Article –
--- BEGIN ---

The CASCADE project resides in the Department of Information Science and Telecommunications at the University of Pittsburgh. The project is headed by Michael Spring. Begun in 1993, the project has evolved from a demonstration of information management with graphical interfaces to a system for collaborative authoring of structured documents over wide area networks using a three tier client server architecture. It is our contention that a tool like CASCADE can greatly reduce the time and cost to develop group authored documents. National and international standards, are prototypical examples of collaboratively authored documents. They are costly and take many years to complete. Funding for the project by NIST was based on the assumption that standards groups, particularly in the IT arena need reduce the time and cost of standards development.
We believe that CASCADE can be used in a variety of settings where documents are the central focus of the collaboration. It has been tested in conference and classroom settings. It has been and is currently being tested in the standards development process. Some of the preliminary findings from usability studies have been set out in Preliminary Usability Studies.
The overall design goals of the CASCADE project are set out in A Network Based Collaborative Authoriong System. A preliminary draft of our thinking about the protocol needed to support collaborative authoring as well some discussion of the planned agent interface has been posted for review and comment as Development of a Network Based Collaborative Authoring System.

--- END ---

Raw records –
--- BEGIN ---

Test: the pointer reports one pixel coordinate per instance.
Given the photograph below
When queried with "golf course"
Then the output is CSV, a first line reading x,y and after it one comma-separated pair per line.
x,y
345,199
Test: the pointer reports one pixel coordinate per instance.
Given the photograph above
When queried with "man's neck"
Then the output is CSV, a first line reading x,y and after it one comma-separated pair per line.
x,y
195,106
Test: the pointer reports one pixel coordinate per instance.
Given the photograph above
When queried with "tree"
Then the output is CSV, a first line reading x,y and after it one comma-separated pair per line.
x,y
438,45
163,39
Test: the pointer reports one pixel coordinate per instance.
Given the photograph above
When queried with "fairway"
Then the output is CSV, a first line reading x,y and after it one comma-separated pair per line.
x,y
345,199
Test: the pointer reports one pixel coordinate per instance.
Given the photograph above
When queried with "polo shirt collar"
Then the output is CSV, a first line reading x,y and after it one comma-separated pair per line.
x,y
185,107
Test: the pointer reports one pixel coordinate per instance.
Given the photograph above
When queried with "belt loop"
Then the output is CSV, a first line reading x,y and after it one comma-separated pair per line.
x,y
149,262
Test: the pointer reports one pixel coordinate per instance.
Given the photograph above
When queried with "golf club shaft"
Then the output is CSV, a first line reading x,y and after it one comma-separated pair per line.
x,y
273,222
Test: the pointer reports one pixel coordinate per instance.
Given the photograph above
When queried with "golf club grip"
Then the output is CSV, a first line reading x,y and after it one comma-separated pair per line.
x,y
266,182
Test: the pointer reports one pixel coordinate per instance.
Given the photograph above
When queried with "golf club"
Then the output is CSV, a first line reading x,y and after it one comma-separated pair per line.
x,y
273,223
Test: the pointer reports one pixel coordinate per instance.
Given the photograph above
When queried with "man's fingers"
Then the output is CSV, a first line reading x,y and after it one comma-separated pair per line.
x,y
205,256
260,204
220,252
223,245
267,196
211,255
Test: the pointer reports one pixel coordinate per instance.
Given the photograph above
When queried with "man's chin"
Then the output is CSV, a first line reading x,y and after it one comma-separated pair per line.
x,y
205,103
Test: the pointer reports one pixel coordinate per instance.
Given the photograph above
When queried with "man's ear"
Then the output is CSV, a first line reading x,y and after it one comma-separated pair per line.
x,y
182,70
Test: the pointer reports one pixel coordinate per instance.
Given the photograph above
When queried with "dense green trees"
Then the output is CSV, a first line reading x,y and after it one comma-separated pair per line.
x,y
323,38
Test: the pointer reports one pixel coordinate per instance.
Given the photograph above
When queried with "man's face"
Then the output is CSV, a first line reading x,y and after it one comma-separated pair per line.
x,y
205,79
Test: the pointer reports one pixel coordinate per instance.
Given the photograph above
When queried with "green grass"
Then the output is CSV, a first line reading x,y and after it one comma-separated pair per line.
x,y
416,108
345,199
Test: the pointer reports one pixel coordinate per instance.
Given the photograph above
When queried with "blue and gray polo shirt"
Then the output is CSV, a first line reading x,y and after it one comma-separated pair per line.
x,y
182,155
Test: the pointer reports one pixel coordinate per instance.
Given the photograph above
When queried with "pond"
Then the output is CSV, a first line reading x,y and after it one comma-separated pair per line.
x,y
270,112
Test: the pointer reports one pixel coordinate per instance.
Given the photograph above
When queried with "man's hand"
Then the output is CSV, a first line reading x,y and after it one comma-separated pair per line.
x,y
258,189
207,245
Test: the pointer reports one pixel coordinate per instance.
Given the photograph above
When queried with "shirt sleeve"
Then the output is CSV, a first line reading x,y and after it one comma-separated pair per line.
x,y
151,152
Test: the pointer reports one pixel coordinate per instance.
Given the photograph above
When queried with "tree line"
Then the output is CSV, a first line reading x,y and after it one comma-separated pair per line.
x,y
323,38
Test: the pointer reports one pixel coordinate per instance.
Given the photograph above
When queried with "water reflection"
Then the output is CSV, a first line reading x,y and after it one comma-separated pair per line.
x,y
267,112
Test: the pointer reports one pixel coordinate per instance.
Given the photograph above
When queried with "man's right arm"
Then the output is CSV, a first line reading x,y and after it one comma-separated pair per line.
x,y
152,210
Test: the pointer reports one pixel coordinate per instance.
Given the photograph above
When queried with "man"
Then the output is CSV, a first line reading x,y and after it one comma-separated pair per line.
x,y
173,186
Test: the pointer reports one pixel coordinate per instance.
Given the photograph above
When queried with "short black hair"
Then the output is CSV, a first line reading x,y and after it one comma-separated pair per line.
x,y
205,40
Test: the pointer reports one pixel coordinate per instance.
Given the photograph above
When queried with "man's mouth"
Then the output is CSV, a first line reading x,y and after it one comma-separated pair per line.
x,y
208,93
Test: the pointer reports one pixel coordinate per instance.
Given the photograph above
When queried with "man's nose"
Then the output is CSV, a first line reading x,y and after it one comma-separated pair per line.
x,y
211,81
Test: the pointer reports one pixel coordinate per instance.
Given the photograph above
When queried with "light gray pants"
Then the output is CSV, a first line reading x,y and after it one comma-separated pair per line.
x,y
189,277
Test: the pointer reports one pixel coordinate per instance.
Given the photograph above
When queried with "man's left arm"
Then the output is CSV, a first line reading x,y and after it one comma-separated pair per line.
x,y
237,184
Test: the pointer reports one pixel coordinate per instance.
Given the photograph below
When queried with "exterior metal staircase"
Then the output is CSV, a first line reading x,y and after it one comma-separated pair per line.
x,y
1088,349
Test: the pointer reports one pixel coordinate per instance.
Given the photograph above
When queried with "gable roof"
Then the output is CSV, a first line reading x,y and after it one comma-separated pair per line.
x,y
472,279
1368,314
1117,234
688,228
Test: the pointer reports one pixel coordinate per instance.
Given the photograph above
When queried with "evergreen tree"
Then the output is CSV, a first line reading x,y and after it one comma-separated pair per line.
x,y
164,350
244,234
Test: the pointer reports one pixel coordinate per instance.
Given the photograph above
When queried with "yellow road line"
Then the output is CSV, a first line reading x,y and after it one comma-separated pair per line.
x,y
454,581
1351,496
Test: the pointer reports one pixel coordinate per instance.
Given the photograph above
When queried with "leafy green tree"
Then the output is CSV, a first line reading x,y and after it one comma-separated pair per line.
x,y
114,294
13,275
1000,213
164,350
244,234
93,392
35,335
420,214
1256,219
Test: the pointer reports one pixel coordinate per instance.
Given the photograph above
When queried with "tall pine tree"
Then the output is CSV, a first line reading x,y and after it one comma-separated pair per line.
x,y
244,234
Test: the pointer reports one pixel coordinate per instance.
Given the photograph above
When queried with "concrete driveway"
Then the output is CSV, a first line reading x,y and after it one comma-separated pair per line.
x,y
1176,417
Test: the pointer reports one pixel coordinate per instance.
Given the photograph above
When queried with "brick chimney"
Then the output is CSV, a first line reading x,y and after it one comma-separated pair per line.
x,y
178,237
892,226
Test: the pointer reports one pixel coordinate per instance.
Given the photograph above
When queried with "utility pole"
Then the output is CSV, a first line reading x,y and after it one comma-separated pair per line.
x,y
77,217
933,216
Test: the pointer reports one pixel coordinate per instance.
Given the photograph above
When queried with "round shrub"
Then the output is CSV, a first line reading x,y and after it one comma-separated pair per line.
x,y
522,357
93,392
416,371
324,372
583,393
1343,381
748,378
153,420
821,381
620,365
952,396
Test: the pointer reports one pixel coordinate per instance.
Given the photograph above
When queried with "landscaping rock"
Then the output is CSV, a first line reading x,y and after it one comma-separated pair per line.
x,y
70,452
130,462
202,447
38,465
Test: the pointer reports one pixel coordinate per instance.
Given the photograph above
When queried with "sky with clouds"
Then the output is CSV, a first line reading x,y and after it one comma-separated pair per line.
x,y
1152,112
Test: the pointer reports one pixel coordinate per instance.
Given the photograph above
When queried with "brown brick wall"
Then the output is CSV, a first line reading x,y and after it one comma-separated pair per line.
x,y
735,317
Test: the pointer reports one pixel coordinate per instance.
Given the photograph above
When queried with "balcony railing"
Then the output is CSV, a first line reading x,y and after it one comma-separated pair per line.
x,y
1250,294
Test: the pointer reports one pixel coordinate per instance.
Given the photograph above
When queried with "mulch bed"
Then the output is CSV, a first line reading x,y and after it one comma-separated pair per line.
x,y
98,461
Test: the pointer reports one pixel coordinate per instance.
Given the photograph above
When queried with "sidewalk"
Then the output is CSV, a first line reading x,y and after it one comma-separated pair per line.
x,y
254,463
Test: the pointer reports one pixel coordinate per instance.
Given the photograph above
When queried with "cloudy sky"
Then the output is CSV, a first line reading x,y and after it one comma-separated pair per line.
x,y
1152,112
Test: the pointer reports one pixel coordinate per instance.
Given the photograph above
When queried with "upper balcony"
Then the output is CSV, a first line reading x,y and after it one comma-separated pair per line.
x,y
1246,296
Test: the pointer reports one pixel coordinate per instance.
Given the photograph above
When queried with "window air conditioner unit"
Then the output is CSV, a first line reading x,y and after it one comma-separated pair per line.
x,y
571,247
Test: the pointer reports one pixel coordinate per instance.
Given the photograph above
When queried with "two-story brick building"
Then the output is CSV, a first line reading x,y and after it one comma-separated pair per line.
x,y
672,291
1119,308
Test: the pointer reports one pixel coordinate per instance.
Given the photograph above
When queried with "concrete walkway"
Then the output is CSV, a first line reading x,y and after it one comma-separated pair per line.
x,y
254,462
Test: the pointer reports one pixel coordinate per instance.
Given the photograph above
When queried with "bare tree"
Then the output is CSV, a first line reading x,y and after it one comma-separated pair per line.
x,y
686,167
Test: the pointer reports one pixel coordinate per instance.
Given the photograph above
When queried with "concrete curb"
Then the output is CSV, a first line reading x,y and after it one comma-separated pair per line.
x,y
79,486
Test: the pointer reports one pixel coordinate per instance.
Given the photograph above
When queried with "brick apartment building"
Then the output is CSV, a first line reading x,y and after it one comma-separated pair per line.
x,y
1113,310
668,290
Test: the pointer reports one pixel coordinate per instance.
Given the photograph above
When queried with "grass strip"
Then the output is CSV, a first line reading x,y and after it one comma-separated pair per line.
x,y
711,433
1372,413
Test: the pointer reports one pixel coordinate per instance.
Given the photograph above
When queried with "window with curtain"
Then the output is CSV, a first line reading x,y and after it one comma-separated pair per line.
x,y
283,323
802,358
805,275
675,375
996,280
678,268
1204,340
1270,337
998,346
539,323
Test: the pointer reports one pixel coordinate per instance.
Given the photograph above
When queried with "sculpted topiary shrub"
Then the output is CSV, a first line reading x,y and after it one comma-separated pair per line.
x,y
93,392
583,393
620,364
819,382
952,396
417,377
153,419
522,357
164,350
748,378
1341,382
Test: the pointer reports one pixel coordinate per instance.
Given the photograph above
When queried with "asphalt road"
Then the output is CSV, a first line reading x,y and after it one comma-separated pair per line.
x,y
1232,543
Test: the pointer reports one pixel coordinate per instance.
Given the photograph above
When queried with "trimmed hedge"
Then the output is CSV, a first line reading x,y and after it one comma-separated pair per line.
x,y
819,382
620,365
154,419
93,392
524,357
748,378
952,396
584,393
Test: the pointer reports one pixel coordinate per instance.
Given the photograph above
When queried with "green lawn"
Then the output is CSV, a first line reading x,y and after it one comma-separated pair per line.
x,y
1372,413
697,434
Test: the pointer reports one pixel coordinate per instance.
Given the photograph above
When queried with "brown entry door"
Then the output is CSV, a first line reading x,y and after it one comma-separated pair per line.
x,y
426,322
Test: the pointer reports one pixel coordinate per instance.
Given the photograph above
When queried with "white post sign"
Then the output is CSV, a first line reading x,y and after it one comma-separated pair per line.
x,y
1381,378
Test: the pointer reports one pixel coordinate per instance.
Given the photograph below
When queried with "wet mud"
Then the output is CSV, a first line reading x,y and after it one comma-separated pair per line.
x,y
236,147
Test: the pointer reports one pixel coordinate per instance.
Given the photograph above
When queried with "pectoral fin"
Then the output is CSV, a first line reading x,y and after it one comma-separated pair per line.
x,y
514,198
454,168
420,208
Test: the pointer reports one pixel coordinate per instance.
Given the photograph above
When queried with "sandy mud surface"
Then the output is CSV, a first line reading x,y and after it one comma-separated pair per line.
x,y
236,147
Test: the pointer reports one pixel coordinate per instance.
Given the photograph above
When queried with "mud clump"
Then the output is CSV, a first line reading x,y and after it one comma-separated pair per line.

--- END ---

Task to carry out –
Copy out the whole CASCADE project text word for word. The entries are separate material from the CASCADE text.

Response to the exercise –
The CASCADE project resides in the Department of Information Science and Telecommunications at the University of Pittsburgh. The project is headed by Michael Spring. Begun in 1993, the project has evolved from a demonstration of information management with graphical interfaces to a system for collaborative authoring of structured documents over wide area networks using a three tier client server architecture. It is our contention that a tool like CASCADE can greatly reduce the time and cost to develop group authored documents. National and international standards, are prototypical examples of collaboratively authored documents. They are costly and take many years to complete. Funding for the project by NIST was based on the assumption that standards groups, particularly in the IT arena need reduce the time and cost of standards development.
We believe that CASCADE can be used in a variety of settings where documents are the central focus of the collaboration. It has been tested in conference and classroom settings. It has been and is currently being tested in the standards development process. Some of the preliminary findings from usability studies have been set out in Preliminary Usability Studies.
The overall design goals of the CASCADE project are set out in A Network Based Collaborative Authoriong System. A preliminary draft of our thinking about the protocol needed to support collaborative authoring as well some discussion of the planned agent interface has been posted for review and comment as Development of a Network Based Collaborative Authoring System.